=== TASK TO CARRY OUT ===
Make an exact copy of the lines from the one containing "Set-play tagging: locate each instance of the house" to the end of the records below, and leave out everything else.

=== ENTRIES PROVIDED ===

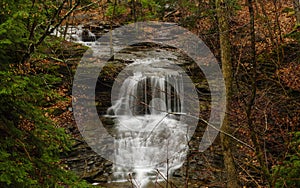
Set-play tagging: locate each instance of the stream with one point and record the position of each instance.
(142, 96)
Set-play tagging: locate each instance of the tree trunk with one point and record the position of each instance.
(222, 12)
(297, 11)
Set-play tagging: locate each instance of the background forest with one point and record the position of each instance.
(257, 43)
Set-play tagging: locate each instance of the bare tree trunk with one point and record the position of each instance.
(222, 12)
(297, 11)
(249, 111)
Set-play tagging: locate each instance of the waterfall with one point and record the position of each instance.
(150, 136)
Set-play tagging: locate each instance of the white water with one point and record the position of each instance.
(149, 136)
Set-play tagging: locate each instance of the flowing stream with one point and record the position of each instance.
(148, 107)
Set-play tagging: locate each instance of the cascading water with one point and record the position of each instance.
(149, 134)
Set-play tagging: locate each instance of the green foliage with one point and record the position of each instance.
(289, 171)
(30, 144)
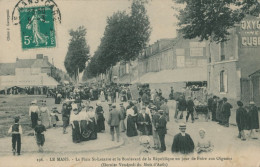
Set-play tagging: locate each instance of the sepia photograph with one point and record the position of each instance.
(129, 83)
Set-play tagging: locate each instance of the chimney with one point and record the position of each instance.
(39, 56)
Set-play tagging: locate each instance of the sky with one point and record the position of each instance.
(90, 13)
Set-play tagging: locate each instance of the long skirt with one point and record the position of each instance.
(100, 122)
(34, 118)
(76, 136)
(122, 125)
(40, 139)
(131, 129)
(85, 132)
(93, 127)
(45, 119)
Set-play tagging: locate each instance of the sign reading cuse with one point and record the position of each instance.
(250, 32)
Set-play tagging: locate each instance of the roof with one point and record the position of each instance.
(25, 63)
(177, 75)
(7, 68)
(40, 63)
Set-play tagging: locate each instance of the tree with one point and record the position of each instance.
(139, 30)
(125, 37)
(78, 52)
(212, 19)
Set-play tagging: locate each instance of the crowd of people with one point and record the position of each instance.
(146, 116)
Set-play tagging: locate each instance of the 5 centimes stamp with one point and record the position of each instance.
(37, 27)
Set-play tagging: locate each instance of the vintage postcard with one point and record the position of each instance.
(129, 83)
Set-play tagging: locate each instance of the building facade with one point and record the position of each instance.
(233, 65)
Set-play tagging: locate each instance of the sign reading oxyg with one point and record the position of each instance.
(250, 32)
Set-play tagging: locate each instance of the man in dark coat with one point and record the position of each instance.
(123, 116)
(181, 105)
(161, 129)
(214, 108)
(182, 142)
(226, 112)
(155, 120)
(190, 109)
(114, 121)
(241, 115)
(143, 121)
(253, 119)
(165, 109)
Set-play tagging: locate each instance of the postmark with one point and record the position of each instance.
(37, 27)
(36, 19)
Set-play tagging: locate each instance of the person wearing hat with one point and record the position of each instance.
(226, 112)
(214, 108)
(65, 111)
(190, 109)
(114, 121)
(155, 119)
(39, 134)
(204, 144)
(44, 115)
(241, 115)
(131, 129)
(33, 113)
(16, 131)
(100, 118)
(182, 142)
(92, 123)
(143, 121)
(253, 119)
(161, 130)
(74, 121)
(123, 116)
(165, 109)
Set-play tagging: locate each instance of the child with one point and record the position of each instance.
(54, 117)
(39, 133)
(16, 131)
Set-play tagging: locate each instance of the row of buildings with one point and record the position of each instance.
(229, 69)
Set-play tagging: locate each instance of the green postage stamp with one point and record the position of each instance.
(37, 27)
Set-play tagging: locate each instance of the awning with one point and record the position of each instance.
(176, 75)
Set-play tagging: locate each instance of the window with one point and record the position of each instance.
(223, 81)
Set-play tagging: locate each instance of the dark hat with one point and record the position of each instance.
(160, 111)
(16, 119)
(240, 103)
(182, 126)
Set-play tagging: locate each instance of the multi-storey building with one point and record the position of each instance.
(233, 68)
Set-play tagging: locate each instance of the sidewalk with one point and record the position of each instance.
(57, 142)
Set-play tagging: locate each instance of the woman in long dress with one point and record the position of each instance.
(84, 121)
(100, 118)
(92, 126)
(131, 129)
(102, 96)
(33, 113)
(44, 115)
(75, 123)
(204, 144)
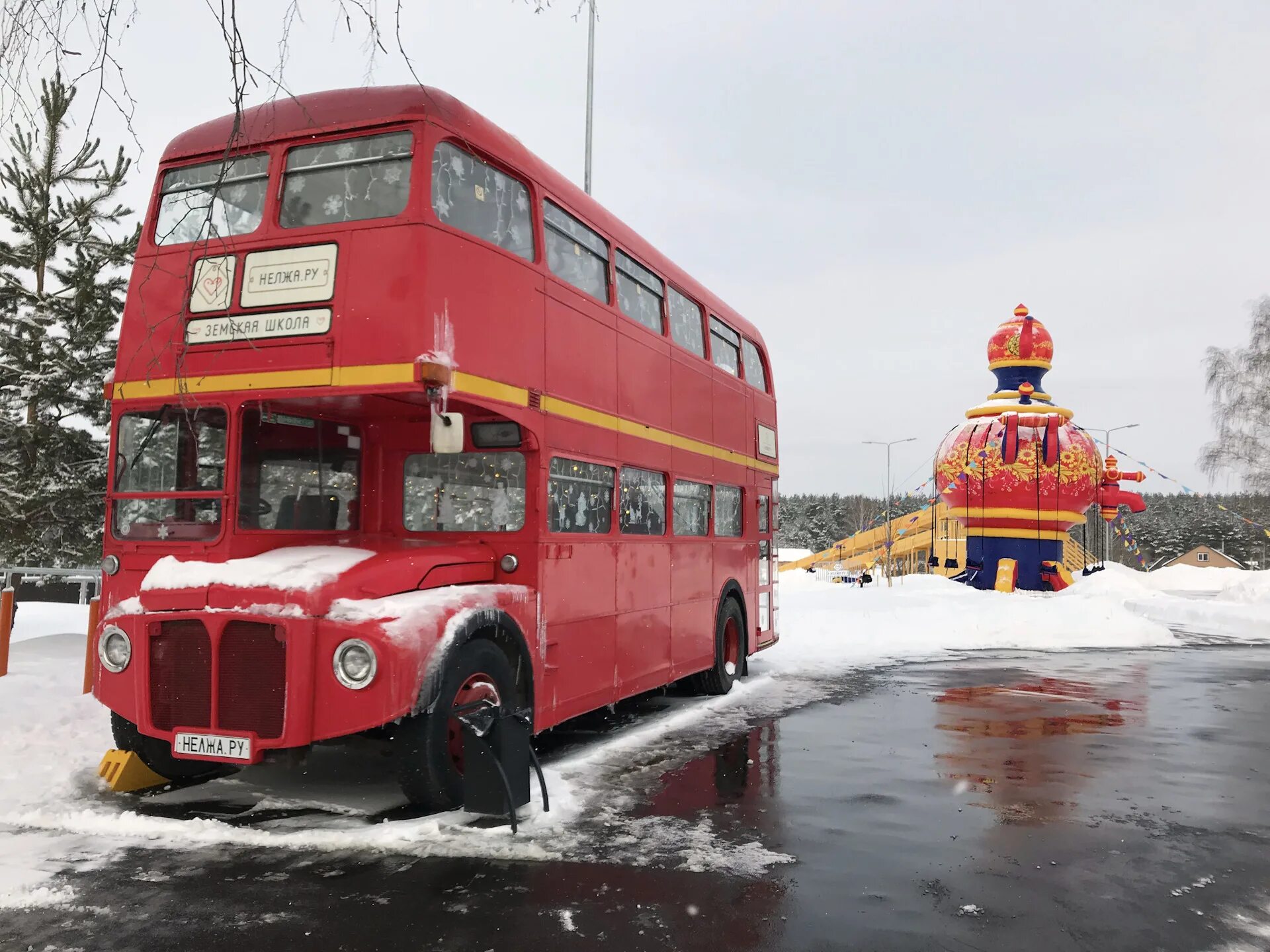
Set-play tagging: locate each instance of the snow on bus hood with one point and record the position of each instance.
(295, 569)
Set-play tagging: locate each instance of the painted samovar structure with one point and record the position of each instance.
(1017, 475)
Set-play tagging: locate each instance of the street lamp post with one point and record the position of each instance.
(879, 444)
(591, 88)
(1107, 452)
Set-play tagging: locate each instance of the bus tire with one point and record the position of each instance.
(730, 651)
(429, 746)
(157, 753)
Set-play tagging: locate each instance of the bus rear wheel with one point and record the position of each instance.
(429, 746)
(157, 753)
(730, 651)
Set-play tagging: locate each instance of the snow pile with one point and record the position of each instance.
(1232, 607)
(1253, 588)
(828, 629)
(295, 569)
(58, 735)
(36, 619)
(1191, 578)
(792, 555)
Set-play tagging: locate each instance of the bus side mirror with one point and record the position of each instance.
(447, 432)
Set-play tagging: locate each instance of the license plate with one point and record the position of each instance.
(212, 746)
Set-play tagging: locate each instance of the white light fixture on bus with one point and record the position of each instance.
(447, 432)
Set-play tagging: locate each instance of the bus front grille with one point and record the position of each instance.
(252, 691)
(181, 676)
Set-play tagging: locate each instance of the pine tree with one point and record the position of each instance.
(62, 296)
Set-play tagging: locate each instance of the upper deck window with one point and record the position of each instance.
(349, 179)
(214, 200)
(478, 198)
(753, 365)
(639, 292)
(575, 253)
(726, 347)
(464, 493)
(686, 324)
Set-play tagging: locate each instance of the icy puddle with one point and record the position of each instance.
(1109, 800)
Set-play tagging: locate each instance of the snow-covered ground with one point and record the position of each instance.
(54, 811)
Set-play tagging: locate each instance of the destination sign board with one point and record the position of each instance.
(288, 276)
(253, 327)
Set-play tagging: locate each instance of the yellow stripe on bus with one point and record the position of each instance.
(375, 375)
(597, 418)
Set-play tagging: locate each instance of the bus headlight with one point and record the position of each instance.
(355, 664)
(114, 649)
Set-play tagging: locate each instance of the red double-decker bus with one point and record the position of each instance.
(404, 422)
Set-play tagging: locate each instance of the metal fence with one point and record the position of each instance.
(84, 576)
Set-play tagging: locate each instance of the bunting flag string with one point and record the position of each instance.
(1191, 492)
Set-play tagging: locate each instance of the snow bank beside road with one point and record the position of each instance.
(828, 630)
(40, 619)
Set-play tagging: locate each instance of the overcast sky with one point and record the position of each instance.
(874, 184)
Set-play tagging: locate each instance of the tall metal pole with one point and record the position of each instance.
(879, 444)
(591, 87)
(888, 516)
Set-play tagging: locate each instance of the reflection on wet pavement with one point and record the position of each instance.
(1020, 746)
(1082, 801)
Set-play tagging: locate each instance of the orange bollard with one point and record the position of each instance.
(95, 610)
(5, 629)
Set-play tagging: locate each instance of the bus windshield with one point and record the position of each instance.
(298, 473)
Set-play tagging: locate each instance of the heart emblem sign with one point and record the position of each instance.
(212, 287)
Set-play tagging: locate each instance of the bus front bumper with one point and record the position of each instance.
(233, 686)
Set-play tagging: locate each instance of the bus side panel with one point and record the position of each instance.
(494, 303)
(581, 350)
(691, 404)
(644, 619)
(693, 610)
(730, 414)
(734, 559)
(643, 376)
(582, 666)
(579, 603)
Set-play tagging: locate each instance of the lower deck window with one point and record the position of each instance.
(728, 510)
(169, 474)
(691, 508)
(464, 493)
(579, 496)
(643, 504)
(298, 473)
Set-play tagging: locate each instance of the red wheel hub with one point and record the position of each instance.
(478, 687)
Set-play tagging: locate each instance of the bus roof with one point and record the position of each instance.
(318, 113)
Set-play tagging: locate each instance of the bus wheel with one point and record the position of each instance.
(730, 651)
(157, 753)
(429, 746)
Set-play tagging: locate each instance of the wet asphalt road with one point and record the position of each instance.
(1082, 801)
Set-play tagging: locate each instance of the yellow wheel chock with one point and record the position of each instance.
(126, 772)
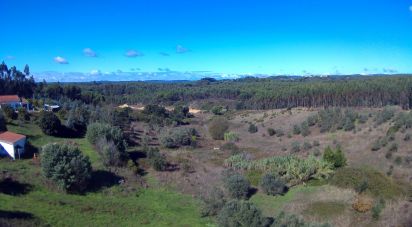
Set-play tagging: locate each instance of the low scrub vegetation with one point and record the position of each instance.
(291, 169)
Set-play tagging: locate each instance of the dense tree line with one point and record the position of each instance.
(13, 81)
(267, 93)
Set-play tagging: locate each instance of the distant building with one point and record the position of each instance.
(53, 108)
(12, 144)
(14, 101)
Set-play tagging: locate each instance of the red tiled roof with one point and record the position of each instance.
(10, 137)
(9, 98)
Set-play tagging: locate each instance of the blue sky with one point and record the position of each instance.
(109, 39)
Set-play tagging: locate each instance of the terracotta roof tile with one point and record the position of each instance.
(10, 137)
(9, 98)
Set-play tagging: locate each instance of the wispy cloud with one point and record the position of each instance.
(88, 52)
(181, 49)
(164, 54)
(60, 60)
(133, 54)
(95, 72)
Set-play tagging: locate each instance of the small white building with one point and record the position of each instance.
(12, 144)
(14, 101)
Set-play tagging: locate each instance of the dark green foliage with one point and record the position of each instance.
(110, 154)
(217, 128)
(271, 131)
(307, 146)
(273, 185)
(9, 112)
(385, 115)
(252, 128)
(240, 214)
(407, 137)
(305, 131)
(377, 208)
(336, 158)
(65, 165)
(95, 131)
(49, 123)
(156, 159)
(377, 184)
(3, 123)
(296, 130)
(176, 137)
(213, 202)
(295, 146)
(237, 186)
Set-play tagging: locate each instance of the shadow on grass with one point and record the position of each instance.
(11, 187)
(103, 179)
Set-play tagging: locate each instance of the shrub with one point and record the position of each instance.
(305, 129)
(271, 132)
(336, 158)
(407, 137)
(9, 112)
(3, 125)
(307, 146)
(95, 131)
(296, 130)
(252, 128)
(237, 186)
(272, 185)
(156, 159)
(232, 147)
(217, 128)
(378, 184)
(377, 208)
(295, 146)
(110, 154)
(213, 202)
(240, 213)
(66, 166)
(49, 123)
(231, 137)
(177, 137)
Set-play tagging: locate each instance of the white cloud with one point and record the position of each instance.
(88, 52)
(133, 53)
(60, 60)
(181, 49)
(95, 72)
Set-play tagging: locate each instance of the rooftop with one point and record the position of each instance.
(10, 137)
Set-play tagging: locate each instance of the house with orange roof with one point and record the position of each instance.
(12, 144)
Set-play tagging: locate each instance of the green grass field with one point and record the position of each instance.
(154, 206)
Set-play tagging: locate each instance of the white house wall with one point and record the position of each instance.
(9, 148)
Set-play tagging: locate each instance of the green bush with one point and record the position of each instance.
(213, 202)
(110, 154)
(65, 165)
(217, 128)
(156, 159)
(305, 131)
(378, 185)
(95, 131)
(271, 131)
(240, 213)
(272, 185)
(336, 158)
(231, 137)
(3, 123)
(295, 146)
(296, 130)
(49, 123)
(177, 137)
(237, 186)
(252, 128)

=== OUTPUT OF THE TASK ===
Set-play tagging: locate each instance of the house with orange roof with one point and record the position of each instance.
(12, 144)
Set-play tagging: locate each instance of the green grass field with one point and record the position of each instance.
(154, 206)
Set-play tagging: locate each instance of the white house wall with one point and record the position of each instance.
(9, 148)
Set-play tagging: locate each instance of the green bush with one point and record the position of each instance.
(213, 202)
(110, 154)
(65, 165)
(217, 128)
(156, 159)
(305, 131)
(378, 185)
(95, 131)
(271, 131)
(240, 213)
(272, 185)
(336, 158)
(231, 137)
(3, 123)
(295, 146)
(296, 130)
(49, 123)
(177, 137)
(237, 186)
(252, 128)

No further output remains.